With the start of each new year, millions of Americans resolve to lose weight and live healthier lives. They join gyms or jump on the latest fad diet.
And then the reality hits that there are no shortcuts to weight loss, and momentum stalls.
Sometimes it’s the result of an overuse injury, of doing too much, too fast. In that case, a physical therapist can help you recover and plot a safer course toward achieving your health goals.
Other times, the culprit is a diet plan that suggests weight-loss results that aren’t practical or even safe. It’s easy to become discouraged and throw in the towel.
Changing diet and exercise habits should be made with the long term in mind. Of course, it’s never too late to start or to start over toward living a healthier life.
Vicky Barto, Upstream Rehabilitation’s director of talent acquisition and development, has endured her own personal weight-loss journey. She offers these 10 steps toward eating healthier, exercising more and losing weight:
- Be patient. It did not take you one day to gain the weight or become unhealthy, and it won’t turn around in a day. Slow and steady wins the race.
- Track food and movement. You need to establish a baseline of where you are so you can develop a strategy for where you want to go. Free apps such as Myfitnesspal can be linked to a Fitbit or Apple Watch to help.
- Identify your kryptonite. What food is your trigger and hard for you to stop eating once you start? Rather than going cold turkey, reduce portions of that food each week. After four or five weeks, you will find that you no longer need nor crave it.
- Clean out the junk food and processed food. Even frozen dinners have harmful sodium levels.
- Shop the fresh foods found in the perimeter of the grocery store rather than the processed foods on the inner shelves. This makes it easier to control the amount of fat and sodium in your diet.
- Stop eating fast food. Even the salads at restaurants may seem healthy but are loaded with hidden calories and sugars.
- Plan your meals. Make a weekly meal planner, follow it and track it in your meal tracker.
- Get moving. If you work from home, you can start by getting a standing desk or taking a walk during lunch. The goal is to increase your movement every week until you get to your desired level. Buying a gym membership is not necessary.
- Find an “accountability buddy,” or someone who will give you tough love when you need it and can be an encourager when you want to cave into old habits. You can share your meal and exercise tracker with them to keep you honest.
- Love yourself. At the end of the day, building a healthy lifestyle has to be something you want, not someone else. Love yourself enough to do it for you.
Getting healthy is a life-long journey. You may slip up or indulge in a “cheat meal,” and that is ok. Just go back to step one above and work the steps.
Or if your renewed emphasis on exercise sidelines you, a physical therapist can help.

|---|

◆ EXERCISES:
- A) Answer these questions from the weight-loss article, labeling each answer with the same numeral:
(i) What position does Vicky Barto hold at Upstream Rehabilitation?
(ii) After how many weeks of reducing portions of a trigger food will you no longer need or crave it?
(iii) To which devices can free apps such as Myfitnesspal be linked?
- B) List every app or wearable device that the weight-loss article names.
- C) Retype the passage of the weight-loss article starting with "- Track food" and going on through "nor crave it.".

◆ LISTED ENTRIES:

|---|

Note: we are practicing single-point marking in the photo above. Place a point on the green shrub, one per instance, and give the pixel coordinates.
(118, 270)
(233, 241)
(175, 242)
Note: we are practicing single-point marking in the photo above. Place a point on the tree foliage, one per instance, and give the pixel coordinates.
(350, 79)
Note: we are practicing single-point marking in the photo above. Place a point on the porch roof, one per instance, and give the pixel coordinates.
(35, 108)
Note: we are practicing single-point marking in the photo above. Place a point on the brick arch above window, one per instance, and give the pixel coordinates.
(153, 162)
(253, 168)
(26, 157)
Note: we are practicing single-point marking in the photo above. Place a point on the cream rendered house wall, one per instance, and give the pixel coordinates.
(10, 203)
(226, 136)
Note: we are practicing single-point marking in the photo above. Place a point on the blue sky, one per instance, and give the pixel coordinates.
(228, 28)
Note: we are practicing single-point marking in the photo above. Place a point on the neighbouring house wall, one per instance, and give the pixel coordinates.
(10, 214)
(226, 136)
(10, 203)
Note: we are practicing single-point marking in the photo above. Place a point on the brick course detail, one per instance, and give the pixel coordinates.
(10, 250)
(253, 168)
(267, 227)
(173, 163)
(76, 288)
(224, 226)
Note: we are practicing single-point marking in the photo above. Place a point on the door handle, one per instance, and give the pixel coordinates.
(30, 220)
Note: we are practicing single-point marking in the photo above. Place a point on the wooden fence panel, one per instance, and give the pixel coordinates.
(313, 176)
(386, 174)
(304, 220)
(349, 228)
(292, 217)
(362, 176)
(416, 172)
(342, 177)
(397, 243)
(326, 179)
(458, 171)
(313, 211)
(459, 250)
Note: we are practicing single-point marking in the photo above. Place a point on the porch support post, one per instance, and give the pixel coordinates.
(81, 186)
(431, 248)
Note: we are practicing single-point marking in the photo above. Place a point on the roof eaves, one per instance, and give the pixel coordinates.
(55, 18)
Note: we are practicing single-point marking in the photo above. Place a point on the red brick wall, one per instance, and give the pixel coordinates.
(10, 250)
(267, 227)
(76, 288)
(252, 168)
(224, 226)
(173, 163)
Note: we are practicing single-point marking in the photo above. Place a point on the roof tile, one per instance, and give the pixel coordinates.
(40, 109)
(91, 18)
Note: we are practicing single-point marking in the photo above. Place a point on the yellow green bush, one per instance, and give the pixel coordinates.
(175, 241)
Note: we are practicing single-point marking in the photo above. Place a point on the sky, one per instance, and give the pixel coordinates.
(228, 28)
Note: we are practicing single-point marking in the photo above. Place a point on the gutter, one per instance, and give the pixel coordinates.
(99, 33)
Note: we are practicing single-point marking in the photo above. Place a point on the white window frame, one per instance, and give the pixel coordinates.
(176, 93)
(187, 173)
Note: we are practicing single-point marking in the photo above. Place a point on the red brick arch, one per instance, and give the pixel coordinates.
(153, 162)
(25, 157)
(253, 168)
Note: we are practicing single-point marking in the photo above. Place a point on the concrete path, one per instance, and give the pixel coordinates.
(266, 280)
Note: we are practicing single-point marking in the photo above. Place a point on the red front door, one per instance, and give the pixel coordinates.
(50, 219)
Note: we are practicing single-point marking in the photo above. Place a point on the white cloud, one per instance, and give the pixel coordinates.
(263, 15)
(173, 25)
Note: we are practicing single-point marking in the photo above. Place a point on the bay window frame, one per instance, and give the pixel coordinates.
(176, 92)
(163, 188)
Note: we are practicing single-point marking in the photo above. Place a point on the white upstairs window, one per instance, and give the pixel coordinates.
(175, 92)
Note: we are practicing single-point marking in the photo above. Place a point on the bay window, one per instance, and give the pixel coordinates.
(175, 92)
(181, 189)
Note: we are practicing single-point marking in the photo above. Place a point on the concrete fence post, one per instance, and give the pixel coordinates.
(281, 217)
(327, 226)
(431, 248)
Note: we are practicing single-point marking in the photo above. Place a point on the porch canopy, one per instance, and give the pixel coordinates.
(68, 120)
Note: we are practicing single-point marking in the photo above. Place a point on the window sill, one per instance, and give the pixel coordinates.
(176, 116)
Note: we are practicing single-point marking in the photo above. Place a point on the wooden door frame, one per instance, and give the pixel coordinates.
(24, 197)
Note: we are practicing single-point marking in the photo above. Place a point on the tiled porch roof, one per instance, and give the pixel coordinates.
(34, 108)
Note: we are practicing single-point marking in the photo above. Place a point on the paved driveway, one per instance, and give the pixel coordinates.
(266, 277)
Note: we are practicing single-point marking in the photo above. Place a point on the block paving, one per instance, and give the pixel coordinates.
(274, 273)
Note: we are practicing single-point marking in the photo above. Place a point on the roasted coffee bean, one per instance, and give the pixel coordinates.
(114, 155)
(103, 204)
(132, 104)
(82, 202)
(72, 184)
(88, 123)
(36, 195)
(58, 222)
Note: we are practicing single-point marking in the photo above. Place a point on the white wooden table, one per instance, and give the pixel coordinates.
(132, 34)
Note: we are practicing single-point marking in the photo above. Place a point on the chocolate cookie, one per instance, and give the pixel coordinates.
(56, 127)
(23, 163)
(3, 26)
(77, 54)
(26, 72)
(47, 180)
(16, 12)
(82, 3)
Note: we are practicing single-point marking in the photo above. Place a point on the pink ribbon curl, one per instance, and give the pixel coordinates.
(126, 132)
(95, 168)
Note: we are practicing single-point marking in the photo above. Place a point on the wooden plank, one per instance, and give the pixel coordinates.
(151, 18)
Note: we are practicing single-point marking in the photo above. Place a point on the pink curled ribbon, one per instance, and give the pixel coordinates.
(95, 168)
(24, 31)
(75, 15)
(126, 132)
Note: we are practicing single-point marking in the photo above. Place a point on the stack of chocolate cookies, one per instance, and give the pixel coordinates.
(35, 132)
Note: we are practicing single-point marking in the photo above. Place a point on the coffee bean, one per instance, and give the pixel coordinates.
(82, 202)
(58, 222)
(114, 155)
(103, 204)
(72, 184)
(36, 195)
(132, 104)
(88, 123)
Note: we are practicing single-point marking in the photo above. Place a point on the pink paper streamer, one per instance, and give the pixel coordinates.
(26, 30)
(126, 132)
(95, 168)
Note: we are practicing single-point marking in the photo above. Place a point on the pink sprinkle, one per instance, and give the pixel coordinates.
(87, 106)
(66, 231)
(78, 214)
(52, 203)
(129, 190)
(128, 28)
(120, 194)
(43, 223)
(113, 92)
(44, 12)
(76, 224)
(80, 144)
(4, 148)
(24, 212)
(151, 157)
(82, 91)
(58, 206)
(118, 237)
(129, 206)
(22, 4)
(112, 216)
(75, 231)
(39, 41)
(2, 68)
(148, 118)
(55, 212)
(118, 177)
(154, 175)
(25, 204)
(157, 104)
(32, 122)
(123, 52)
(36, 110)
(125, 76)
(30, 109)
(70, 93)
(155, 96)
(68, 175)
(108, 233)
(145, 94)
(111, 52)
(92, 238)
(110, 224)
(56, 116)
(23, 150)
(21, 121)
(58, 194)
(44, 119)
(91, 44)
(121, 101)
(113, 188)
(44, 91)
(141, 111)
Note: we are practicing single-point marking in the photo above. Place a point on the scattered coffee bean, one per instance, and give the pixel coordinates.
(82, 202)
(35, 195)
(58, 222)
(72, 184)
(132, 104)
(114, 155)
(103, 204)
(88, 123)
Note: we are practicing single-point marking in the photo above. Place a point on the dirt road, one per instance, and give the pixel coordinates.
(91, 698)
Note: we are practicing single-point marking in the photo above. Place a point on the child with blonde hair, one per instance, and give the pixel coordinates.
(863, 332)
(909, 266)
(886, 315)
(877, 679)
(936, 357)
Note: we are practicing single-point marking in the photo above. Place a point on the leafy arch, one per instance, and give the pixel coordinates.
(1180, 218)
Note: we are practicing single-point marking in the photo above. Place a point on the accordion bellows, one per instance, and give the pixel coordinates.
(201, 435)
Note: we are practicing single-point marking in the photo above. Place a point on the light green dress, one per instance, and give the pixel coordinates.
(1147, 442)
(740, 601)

|---|

◆ YOUR WRITTEN ANSWERS:
- A)
(i) Director of talent acquisition and development.
(ii) Four or five weeks.
(iii) A Fitbit or Apple Watch.

- B) Myfitnesspal, Fitbit, Apple Watch

- C)
- Track food and movement. You need to establish a baseline of where you are so you can develop a strategy for where you want to go. Free apps such as Myfitnesspal can be linked to a Fitbit or Apple Watch to help.
- Identify your kryptonite. What food is your trigger and hard for you to stop eating once you start? Rather than going cold turkey, reduce portions of that food each week. After four or five weeks, you will find that you no longer need nor crave it.